Reproduce, character for character, the part of the listing below that runs from the line with "obj=dark floorboard mode=detect" to the line with "[0,308,236,397]", both ends included.

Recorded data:
(begin)

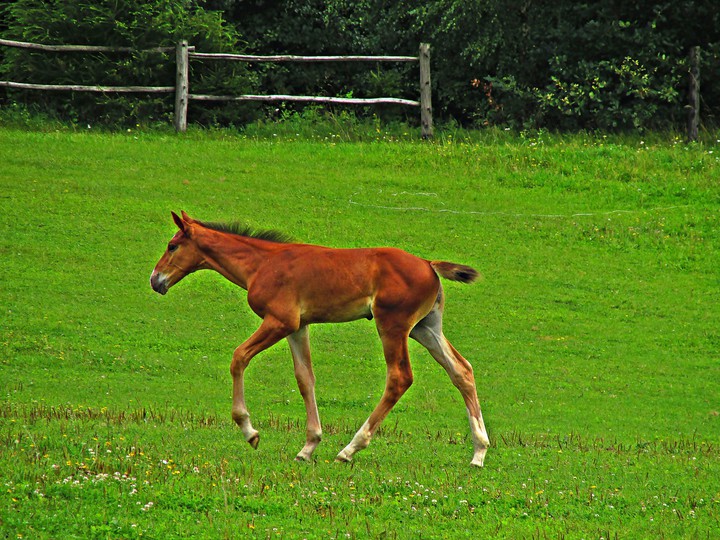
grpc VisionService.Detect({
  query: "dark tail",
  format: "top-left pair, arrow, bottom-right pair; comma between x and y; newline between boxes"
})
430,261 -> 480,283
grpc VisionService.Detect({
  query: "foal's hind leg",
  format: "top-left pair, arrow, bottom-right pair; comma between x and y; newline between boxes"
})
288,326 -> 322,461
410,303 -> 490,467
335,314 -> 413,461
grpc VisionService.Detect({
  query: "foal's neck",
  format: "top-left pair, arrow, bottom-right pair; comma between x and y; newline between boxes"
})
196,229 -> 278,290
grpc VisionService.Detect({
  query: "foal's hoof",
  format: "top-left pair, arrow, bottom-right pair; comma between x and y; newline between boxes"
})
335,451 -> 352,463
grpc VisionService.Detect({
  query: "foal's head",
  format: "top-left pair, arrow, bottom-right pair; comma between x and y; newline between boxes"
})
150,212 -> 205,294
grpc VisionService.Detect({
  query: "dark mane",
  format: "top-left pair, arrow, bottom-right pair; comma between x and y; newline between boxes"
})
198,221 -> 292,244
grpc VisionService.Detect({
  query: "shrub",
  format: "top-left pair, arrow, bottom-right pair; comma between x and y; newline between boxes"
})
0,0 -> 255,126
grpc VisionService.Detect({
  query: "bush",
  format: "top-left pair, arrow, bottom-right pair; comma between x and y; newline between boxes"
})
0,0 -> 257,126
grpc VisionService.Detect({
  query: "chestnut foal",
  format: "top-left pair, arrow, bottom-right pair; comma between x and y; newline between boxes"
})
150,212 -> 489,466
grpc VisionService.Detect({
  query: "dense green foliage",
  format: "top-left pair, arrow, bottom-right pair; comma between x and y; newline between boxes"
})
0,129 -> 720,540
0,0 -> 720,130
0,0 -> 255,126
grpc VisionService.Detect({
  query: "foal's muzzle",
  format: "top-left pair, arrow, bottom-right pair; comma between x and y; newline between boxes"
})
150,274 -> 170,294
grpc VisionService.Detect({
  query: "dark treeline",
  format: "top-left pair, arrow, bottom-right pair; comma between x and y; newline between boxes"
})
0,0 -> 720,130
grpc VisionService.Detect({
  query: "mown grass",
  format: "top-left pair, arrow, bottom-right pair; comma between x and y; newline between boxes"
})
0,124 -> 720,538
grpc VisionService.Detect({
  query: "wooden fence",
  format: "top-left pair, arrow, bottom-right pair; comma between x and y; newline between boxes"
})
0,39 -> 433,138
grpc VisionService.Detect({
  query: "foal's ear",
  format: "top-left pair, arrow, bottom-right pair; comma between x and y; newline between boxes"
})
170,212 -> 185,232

(end)
(begin)

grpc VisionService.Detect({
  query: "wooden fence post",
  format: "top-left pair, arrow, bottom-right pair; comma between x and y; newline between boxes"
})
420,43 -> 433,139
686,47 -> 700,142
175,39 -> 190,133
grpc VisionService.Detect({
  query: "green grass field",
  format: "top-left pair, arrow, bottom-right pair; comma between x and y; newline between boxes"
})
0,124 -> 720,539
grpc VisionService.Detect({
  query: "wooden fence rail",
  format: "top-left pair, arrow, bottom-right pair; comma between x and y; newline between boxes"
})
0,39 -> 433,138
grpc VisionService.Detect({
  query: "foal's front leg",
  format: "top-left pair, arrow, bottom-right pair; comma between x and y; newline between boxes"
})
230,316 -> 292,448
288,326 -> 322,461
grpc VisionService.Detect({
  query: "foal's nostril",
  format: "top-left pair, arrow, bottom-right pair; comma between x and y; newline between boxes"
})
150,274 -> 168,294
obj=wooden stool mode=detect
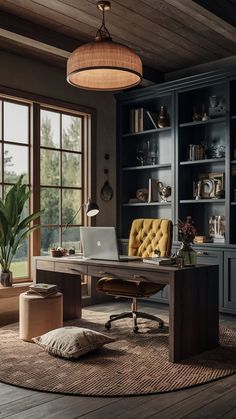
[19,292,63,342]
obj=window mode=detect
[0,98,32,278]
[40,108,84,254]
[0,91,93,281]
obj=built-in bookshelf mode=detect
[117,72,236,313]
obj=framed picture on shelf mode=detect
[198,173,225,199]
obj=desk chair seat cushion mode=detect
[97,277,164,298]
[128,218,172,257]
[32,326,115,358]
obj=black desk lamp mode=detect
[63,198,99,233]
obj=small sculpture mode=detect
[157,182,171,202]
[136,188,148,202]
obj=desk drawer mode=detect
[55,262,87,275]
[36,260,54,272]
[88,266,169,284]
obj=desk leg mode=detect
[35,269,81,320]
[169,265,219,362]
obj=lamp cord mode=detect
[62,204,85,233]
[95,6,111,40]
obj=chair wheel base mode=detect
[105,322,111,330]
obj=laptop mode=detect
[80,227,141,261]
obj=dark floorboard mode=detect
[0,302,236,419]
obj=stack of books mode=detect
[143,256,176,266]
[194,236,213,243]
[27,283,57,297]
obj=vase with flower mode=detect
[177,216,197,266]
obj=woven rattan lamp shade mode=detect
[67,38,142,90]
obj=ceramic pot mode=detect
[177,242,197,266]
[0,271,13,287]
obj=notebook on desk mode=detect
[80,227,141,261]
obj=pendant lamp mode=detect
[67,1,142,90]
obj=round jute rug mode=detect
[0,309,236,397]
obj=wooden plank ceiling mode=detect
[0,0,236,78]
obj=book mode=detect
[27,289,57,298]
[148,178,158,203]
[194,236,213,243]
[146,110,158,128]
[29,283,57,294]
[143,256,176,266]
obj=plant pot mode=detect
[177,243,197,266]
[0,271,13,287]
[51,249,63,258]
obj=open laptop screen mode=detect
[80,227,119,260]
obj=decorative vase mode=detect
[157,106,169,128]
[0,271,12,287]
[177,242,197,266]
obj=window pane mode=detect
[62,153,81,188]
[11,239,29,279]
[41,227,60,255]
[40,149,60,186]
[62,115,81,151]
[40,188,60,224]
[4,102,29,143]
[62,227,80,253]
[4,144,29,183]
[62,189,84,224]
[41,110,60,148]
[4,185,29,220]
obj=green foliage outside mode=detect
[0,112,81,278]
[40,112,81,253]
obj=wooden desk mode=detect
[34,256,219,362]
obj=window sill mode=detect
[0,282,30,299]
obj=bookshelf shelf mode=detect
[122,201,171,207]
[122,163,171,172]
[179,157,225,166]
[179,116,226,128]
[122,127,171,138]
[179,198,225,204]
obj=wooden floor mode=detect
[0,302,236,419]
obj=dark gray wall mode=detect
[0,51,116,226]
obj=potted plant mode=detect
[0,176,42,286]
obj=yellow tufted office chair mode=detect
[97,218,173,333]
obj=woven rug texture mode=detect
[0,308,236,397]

(end)

Result of the exercise
obj=dark floorboard mode=detect
[0,302,236,419]
obj=stack of books mode=detect
[143,256,176,266]
[194,236,213,243]
[27,283,57,297]
obj=vase with flower mode=detect
[177,216,197,266]
obj=woven rattan lamp shade mode=detect
[67,38,142,90]
obj=ceramic pot mode=detect
[177,242,197,266]
[0,271,13,287]
obj=notebook on desk mode=detect
[80,227,141,261]
obj=pendant lamp mode=detect
[67,1,142,90]
obj=round jute rug mode=detect
[0,309,236,397]
obj=wooden plank ceiling mode=detect
[0,0,236,78]
obj=book mode=detect
[27,289,57,298]
[148,178,158,203]
[194,236,213,243]
[146,110,158,128]
[29,283,57,294]
[143,256,176,266]
obj=plant pot mode=detect
[177,243,197,266]
[0,271,13,287]
[51,249,63,258]
obj=open laptop screen mode=detect
[80,227,119,260]
obj=decorative vase mode=detect
[157,106,169,128]
[0,271,12,287]
[177,242,197,266]
obj=window pane mode=detect
[62,153,81,188]
[11,239,29,279]
[41,227,60,255]
[40,149,60,186]
[62,115,81,151]
[40,188,60,224]
[4,102,29,143]
[62,227,80,253]
[4,144,29,183]
[62,189,84,224]
[41,110,60,148]
[4,185,29,220]
obj=green foliage outside mode=detect
[0,112,81,278]
[40,112,81,253]
obj=wooden desk mode=detect
[34,256,219,362]
obj=window sill mode=detect
[0,282,30,299]
obj=bookshelf shelf mode=detect
[122,201,171,207]
[122,163,171,172]
[179,157,225,166]
[179,116,226,128]
[122,127,171,138]
[179,198,225,204]
obj=wooden floor mode=detect
[0,302,236,419]
obj=dark gray wall mode=detect
[0,51,116,226]
obj=potted plant mode=detect
[0,176,42,286]
obj=yellow tufted office chair mode=detect
[97,218,173,333]
obj=woven rug texture mode=detect
[0,308,236,397]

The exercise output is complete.